| Excerpt from a dataset |
[Start]

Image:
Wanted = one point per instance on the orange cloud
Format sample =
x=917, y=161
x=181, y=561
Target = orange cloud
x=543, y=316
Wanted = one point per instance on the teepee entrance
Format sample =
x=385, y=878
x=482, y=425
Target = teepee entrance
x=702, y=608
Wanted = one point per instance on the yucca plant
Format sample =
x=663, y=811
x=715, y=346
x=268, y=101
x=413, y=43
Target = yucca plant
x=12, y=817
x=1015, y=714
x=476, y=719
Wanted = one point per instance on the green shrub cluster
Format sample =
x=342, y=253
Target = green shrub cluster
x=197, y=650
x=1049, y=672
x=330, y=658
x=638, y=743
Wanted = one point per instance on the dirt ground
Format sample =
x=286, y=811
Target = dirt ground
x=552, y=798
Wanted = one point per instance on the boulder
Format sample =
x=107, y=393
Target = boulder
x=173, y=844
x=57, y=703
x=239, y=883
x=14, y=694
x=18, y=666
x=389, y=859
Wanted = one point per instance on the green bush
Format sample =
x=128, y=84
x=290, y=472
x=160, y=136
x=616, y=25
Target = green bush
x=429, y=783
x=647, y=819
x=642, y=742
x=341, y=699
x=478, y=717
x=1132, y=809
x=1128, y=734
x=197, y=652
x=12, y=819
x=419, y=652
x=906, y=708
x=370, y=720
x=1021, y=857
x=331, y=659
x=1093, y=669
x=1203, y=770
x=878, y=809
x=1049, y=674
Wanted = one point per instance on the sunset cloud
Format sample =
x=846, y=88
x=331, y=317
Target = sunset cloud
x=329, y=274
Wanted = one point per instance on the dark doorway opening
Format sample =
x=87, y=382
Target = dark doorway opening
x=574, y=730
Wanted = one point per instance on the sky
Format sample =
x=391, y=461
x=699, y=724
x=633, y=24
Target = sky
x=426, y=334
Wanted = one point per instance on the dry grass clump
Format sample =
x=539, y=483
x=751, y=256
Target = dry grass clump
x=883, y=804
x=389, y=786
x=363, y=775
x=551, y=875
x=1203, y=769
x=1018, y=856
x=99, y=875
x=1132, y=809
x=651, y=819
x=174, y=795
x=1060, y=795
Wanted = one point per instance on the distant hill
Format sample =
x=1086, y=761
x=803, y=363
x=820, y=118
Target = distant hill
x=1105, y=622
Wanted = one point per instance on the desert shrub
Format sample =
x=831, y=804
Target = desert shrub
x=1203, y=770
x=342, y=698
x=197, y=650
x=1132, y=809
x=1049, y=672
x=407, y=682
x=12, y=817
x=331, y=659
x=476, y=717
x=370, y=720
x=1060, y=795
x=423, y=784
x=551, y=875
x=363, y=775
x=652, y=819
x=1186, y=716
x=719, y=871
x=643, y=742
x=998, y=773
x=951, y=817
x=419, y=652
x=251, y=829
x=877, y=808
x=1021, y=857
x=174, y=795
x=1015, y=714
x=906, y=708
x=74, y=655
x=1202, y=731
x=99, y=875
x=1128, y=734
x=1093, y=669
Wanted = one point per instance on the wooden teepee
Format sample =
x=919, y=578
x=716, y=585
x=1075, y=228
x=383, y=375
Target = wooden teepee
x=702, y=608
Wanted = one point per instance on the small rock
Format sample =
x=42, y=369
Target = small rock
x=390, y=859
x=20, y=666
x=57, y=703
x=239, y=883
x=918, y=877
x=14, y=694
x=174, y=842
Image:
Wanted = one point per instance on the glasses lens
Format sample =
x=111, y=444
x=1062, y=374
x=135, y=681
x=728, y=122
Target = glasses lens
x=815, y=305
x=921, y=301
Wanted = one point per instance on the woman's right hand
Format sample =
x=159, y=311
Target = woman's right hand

[End]

| Task brief |
Repeat each entry word for word.

| Response below |
Image:
Wanted = one point per instance on the orange cloud
Format sample =
x=917, y=161
x=181, y=561
Target = orange cloud
x=543, y=316
Wanted = one point per instance on the teepee entrance
Format sample =
x=385, y=878
x=482, y=425
Target = teepee entrance
x=702, y=608
Wanted = one point per instance on the yucca plant
Format sample =
x=663, y=811
x=715, y=346
x=268, y=101
x=413, y=43
Target = yucca plant
x=12, y=817
x=1015, y=714
x=476, y=719
Wanted = one point per instance on the green shrub cluster
Format sample =
x=342, y=253
Target = green shrub cluster
x=197, y=650
x=1049, y=672
x=330, y=658
x=638, y=743
Wanted = one point per instance on the dirt ground
Format sample =
x=286, y=811
Target = dirt ground
x=552, y=798
Wanted = one point per instance on the boulder
Format sample =
x=107, y=393
Target = boulder
x=173, y=844
x=57, y=703
x=239, y=883
x=14, y=694
x=18, y=666
x=389, y=859
Wanted = one point per instance on the green bush
Format sample =
x=128, y=84
x=290, y=472
x=160, y=136
x=616, y=25
Target = green bush
x=429, y=783
x=647, y=819
x=642, y=742
x=341, y=699
x=478, y=717
x=1132, y=809
x=1128, y=734
x=197, y=652
x=12, y=819
x=419, y=652
x=906, y=708
x=370, y=720
x=1021, y=857
x=331, y=659
x=1093, y=669
x=1203, y=770
x=878, y=809
x=1049, y=674
Wanted = one point per instance on the sunset cloud
Format sample =
x=846, y=88
x=331, y=317
Target = sunset cloud
x=329, y=274
Wanted = one point per instance on the dark doorway opening
Format sample =
x=87, y=382
Target = dark doorway opening
x=574, y=730
Wanted = one point per instance on the sky
Format sample =
x=391, y=461
x=699, y=724
x=633, y=24
Target = sky
x=426, y=334
Wanted = one point per instance on the dry grass clump
Format sample =
x=539, y=483
x=751, y=256
Target = dry grass clump
x=883, y=804
x=389, y=786
x=363, y=775
x=551, y=875
x=1203, y=769
x=1018, y=856
x=99, y=875
x=1132, y=809
x=651, y=819
x=174, y=795
x=1060, y=795
Wanted = one point per instance on the distant hill
Format sample =
x=1086, y=761
x=803, y=363
x=820, y=118
Target = distant hill
x=1105, y=622
Wanted = one point per instance on the desert shrub
Format sample =
x=831, y=804
Target = desert shrub
x=1203, y=770
x=342, y=698
x=197, y=650
x=1132, y=809
x=1049, y=672
x=407, y=682
x=12, y=817
x=331, y=659
x=476, y=717
x=370, y=720
x=1060, y=795
x=423, y=784
x=551, y=875
x=363, y=775
x=652, y=819
x=1186, y=716
x=719, y=871
x=643, y=742
x=998, y=773
x=951, y=817
x=419, y=652
x=251, y=829
x=877, y=808
x=1021, y=857
x=174, y=795
x=1015, y=714
x=906, y=708
x=74, y=655
x=1202, y=731
x=99, y=875
x=1128, y=734
x=1093, y=669
Wanted = one point per instance on the wooden teepee
Format sample =
x=919, y=578
x=716, y=585
x=1075, y=228
x=383, y=375
Target = wooden teepee
x=702, y=608
Wanted = one point per instance on the small rock
Format sample =
x=42, y=369
Target = small rock
x=390, y=859
x=20, y=666
x=57, y=703
x=239, y=883
x=918, y=877
x=14, y=694
x=174, y=842
Image:
Wanted = one point per instance on the glasses lens
Format sample =
x=111, y=444
x=1062, y=374
x=135, y=681
x=728, y=122
Target = glasses lens
x=815, y=305
x=921, y=301
Wanted = one point per instance on the woman's right hand
Format sample =
x=159, y=311
Target = woman's right hand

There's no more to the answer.